■ **EXERCISE AIM**
Can you express every line of the records below as a JSON list of strings, one string per line, with blank lines left out?

Excerpts from a pointing dataset
=======
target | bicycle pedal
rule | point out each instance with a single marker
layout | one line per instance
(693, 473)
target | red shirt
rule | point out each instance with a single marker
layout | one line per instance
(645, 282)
=======
■ **ANSWER BELOW**
[
  "target | bicycle pedal",
  "rule | point out each instance with a single marker",
  "layout | one line per instance",
  "(693, 473)",
  "target | red shirt",
  "rule | point out each instance with a single marker",
  "layout | one line per instance",
  "(645, 282)"
]